— Teks Bacaan —
▬▬▬▬▬▬
Resource > Jurnal Pelita Zaman >  Volume 9 No. 2 Tahun 1994 >  GEREJA DI TENGAH PERKEMBANGAN KOTA-KOTA BESAR DI INDONESIA > 
MASALAH PERKOTAAN DI INDONESIA 

Indonesia juga menghadapi masalah perkotaan yang cukup menekan khususnya sejak Pemerintahan Orde Baru tahun 1970-an di mana keamanan hidup di perkotaan makin meningkat dan pembangunan di kota-kota makin menggebu-gebu, ini merangsang urbanisasi berjalan dengan pesat dan tidak terkendali.

Dalam sensus tahun 1961 tercatat bahwa dari 97 juta penduduk Indonesia, 14 juta tinggal di kota (=15 persen). Angka ini meningkat dalam sensus tahun 1971 di mana terlihat bahwa dari 119 juta penduduk, 21 juta tinggal di kota (=18 persen), dan dalam sensus tahun 1980 tercatat dari 148 juta penduduk Indonesia, 33 juta tinggal di kota (=22 persen). Dalam sensus terakhir tahun 1990 diketahui bahwa penduduk Indonesia sudah mencapai 180 juta orang di mana 56 juta di antaranya tinggal di kota-kota (=31 persen) dan diperkirakan pada tahun 2000, 40 persen penduduk Indonesia akan tinggal di kota-kota.

Bayangkan bahwa dalam kurun waktu 30 tahun terakhir (1961-1990) kenaikan jumlah penduduk Indonesia hanya meningkat menjadi kurang dari 2 kali, tetapi kenaikan jumlah penduduk kotanya meningkat menjadi 4 kali lipat! Hal ini memang sesuai dengan hasil sensus 1990 di mana ditemukan fakta bahwa pertumbuhan penduduk Indonesia sekarang telah bisa ditekan menjadi 1,9 persen pertahun tetapi angka urbanisasi perkotaan pertahun mencapai 5,7 persen! Kota Bandung sebagai kota terbesar di Jawa Barat sekarang dihuni lebih dari 2 juta penduduk dan kota Jakarta sebagai Ibukota Negara telah berpenduduk 9 juta lebih.
▬▬▬▬▬▬
— Tugas Latihan —
1. Sunting teks tentang masalah perkotaan mulai dari "Indonesia juga menghadapi" sampai dengan "dan tidak terkendali.", dan ganti "urbanisasi" dengan "perpindahan penduduk ke kota".
2. Jawablah pertanyaan berikut berdasarkan teks tentang masalah perkotaan.
(a) Menurut sensus tahun 1971, berapa juta penduduk Indonesia yang tinggal di kota?
(b) Menurut hasil sensus 1990, berapa persen pertumbuhan penduduk Indonesia per tahun?
(c) Berapa jumlah penduduk kota Bandung sekarang?

— Informasi yang Diberikan —
▬▬▬▬▬▬
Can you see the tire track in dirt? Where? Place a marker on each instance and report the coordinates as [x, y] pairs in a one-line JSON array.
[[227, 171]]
▬▬▬▬▬▬
— Jawaban Setiap Tugas —
1.
Indonesia juga menghadapi masalah perkotaan yang cukup menekan khususnya sejak Pemerintahan Orde Baru tahun 1970-an di mana keamanan hidup di perkotaan makin meningkat dan pembangunan di kota-kota makin menggebu-gebu, ini merangsang perpindahan penduduk ke kota berjalan dengan pesat dan tidak terkendali.

2.
(a) 21 juta orang.
(b) 1,9 persen per tahun.
(c) Lebih dari 2 juta penduduk.